INPUT:
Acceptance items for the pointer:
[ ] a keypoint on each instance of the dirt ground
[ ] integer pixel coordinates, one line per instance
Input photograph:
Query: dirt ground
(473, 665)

TO DO:
Reproduce every entry shown above, precisely as it stands.

WRITTEN REPLY:
Acceptance items for the pointer:
[ ] a keypoint on each instance of the dirt ground
[ ] integer pixel coordinates, one line per instance
Input photograph:
Query: dirt ground
(473, 665)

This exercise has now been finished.